• _QUOTED TEXT_
Another promising place for climbers is located in the coastal region, near the village of Osp, northeast of Koper. The four main climbing crags around Osp range in difficulty from intermediate to challenging.
Sport climbing (športno plezanje) is popular in Slovenia as well. The revised Slovenija Športnoplezalni Vodnik (Sport Climbing Guide to Slovenia; Sidarta) by climber Janez Skok et al covers 92 crags, with good topos and descriptions in English.
- The Alpine Association of Slovenia lists around 180 mountain huts throughout the country and these are ranked according to category.
- A bivouac is the most basic hut in the mountains of Slovenia, providing shelter only.
- A refuge has refreshments, and sometimes accommodation, but usually no running water.
- A koča (hut) or dom (house) can be a simple cottage or a fairly grand establishment.
- A bed for the night costs €21 to €27 in a Category I hut, the most remote hut, depending on the number of beds in the room, and €16 to €22 in a Category II hut, defined as being within an hour’s walk of motor transport. Category III huts are allowed to set their own prices but usually cost less than Category I huts.
- There are around 50 mountain huts in the Julian Alps, most of them open at least between June and September; some huts at lower altitudes are open year-round.
- Huts are never more than five hours' walk apart. You'll never be turned away if the weather looks bad, but some huts on Triglav can be unbearably crowded at weekends – especially in August and September.
Several good hiking maps are available from TICs. Two recommended options: the laminated 1:50,000-scale Triglavski Narodni Park (€9.10; buy online from shop.pzs.si) from the Alpine Association of Slovenia (PZS), and Kartografija's widely available 1:50,000-scale Triglavski Narodni Park (€8; www.kartografija.si).

• _RECORDS SUPPLIED_
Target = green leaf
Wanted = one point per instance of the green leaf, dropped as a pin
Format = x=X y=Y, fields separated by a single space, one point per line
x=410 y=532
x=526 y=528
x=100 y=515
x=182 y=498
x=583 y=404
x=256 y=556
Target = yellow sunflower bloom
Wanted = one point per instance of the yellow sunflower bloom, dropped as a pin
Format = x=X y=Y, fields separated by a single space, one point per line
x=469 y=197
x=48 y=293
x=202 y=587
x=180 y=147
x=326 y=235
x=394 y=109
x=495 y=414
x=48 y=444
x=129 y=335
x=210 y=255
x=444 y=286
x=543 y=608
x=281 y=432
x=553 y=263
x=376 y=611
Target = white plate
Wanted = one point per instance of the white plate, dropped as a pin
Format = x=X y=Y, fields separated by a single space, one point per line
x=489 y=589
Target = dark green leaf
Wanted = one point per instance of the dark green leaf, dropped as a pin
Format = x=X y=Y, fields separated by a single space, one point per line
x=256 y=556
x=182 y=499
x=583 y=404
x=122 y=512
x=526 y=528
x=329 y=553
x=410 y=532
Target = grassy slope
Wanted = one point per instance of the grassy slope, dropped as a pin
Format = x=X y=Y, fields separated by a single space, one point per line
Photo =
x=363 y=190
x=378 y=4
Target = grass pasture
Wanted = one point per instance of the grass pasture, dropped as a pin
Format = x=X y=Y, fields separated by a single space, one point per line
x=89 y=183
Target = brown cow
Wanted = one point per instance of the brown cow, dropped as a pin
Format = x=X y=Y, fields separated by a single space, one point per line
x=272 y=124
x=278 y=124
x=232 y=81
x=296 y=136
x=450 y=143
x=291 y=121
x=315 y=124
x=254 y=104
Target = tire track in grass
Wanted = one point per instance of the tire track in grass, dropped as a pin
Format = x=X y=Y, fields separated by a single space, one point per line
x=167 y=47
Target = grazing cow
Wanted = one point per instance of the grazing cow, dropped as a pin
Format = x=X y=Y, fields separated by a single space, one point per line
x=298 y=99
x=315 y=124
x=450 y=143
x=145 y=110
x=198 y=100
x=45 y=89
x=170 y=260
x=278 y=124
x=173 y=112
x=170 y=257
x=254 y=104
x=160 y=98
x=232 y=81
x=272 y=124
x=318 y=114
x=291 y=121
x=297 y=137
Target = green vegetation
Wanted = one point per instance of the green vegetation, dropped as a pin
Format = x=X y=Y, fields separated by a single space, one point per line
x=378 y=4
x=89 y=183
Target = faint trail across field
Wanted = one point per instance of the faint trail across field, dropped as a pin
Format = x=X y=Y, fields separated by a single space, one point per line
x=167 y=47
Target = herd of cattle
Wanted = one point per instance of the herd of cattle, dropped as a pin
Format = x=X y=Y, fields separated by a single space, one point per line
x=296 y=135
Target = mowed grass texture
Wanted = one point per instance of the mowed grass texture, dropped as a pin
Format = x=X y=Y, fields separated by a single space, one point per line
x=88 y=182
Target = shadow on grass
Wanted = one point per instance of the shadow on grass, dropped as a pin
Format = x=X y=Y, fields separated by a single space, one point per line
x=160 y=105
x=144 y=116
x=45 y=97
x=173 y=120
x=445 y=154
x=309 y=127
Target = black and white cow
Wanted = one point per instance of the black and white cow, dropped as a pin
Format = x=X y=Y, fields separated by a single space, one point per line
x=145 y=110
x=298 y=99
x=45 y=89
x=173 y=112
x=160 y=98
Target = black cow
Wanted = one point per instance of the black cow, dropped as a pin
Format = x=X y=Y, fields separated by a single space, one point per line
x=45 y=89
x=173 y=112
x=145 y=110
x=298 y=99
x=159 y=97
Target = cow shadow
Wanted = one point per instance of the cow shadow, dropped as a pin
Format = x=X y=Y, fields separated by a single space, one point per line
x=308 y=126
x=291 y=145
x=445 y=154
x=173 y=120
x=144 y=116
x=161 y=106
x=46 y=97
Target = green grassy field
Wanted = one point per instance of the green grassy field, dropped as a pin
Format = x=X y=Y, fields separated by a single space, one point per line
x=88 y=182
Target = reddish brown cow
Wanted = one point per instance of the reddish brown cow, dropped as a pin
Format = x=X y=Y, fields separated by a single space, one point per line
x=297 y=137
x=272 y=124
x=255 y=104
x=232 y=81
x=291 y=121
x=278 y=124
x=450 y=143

• _PROBLEMS AND TASKS_
#1 Reproduce part of the passage on climbing and mountain huts in Slovenia, starting at the words "- The Alpine" and stopping after "fairly grand establishment.".
#2 From the passage on climbing and mountain huts in Slovenia, list every type of mountain shelter it describes by name, not by category number.
#3 Carry the passage on climbing and mountain huts in Slovenia forward from its final sentence.

• _ANSWERS TO THE EXERCISE_
#1
- The Alpine Association of Slovenia lists around 180 mountain huts throughout the country and these are ranked according to category.
- A bivouac is the most basic hut in the mountains of Slovenia, providing shelter only.
- A refuge has refreshments, and sometimes accommodation, but usually no running water.
- A koča (hut) or dom (house) can be a simple cottage or a fairly grand establishment.

#2
- bivouac
- refuge
- koča (hut)
- dom (house)

#3
The best mountaineering guidebook readily available is Mountaineering in Slovenia (€29.90; Sidarta) by Tine Mihelič, which describes more than 80 tours in the Julian Alps as well as the Kamnik-Savinja Alps and the Karavanke.
Kayaking, Canoeing, Rafting & Canyoning
The country's centre for kayaking and rafting is the Soča River at Bovec. The Soča is famed as one of Europe's best white-water rafting rivers and is one of only half-a-dozen water channels in the European Alps whose upper waters are still unspoiled.
The Soča is where to give canyoning a go. It's a sport that has grown by leaps and bounds in recent years and will have you descending through gorges, jumping over and sliding down waterfalls, swimming in rock pools and abseiling/rappelling. It's been described as being in one huge, natural water park. Operators at Lake Bled can set you up for the day.
Other rafting centres include the Krka and Kolpa Rivers in southern Slovenia, the Sava River at Bohinj, the Savinja River at Logarska Dolina and the Drava River near Dravograd in northeastern Slovenia.
In recent years, Slovenia has become a mecca for high-altitude 'adventure sports' of all kinds, like paragliding, hot-air ballooning and, most recently, ziplining. The Julian Alps offers the best chances for paragliding, and adventure-travel agencies in Bled, Lake Bohinj and Bovec can help arrange jumps. The TIC in Ljubljana can organise hot-air balloon flights.
Ziplining, where you sail over a valley, blissfully gliding along a wire, is gaining in popularity and two outfitters now offer breathtaking sails high over scenic Alpine vistas:
Planica Zipline Operators claim this wire over the towering Planica Ski-Jump Centre is the world's steepest zipline.
Zipline Dolinka Breathless travel along five zipline cables through the stunning Sava Dolinka valley.
Every town in Slovenia seems to have an airstrip or an aerodrome, complete with an aeroklub whose enthusiastic members can take you 'flight-seeing'. The Ljubljana-based Aeronautical Association of Slovenia has a list.
It's hardly surprising that the country that gave the world the word 'karst' is riddled with caves – around 7500 have been recorded and described. The main potholing regions in Slovenia are the Karst around Postojna and the Julian Alps, and there are about 20 caves open to visitors.
Some caves, such as Škocjan and Postojna, can be visited easily on a guided tour, others are demanding undertakings requiring more pre-planning. At Križna Cave, you actually take a subterranean boat ride. This is Slovenia's only tourist cave without electric lighting – visitors are given lamps (and boots) for the visit. It's a special thrill for kids.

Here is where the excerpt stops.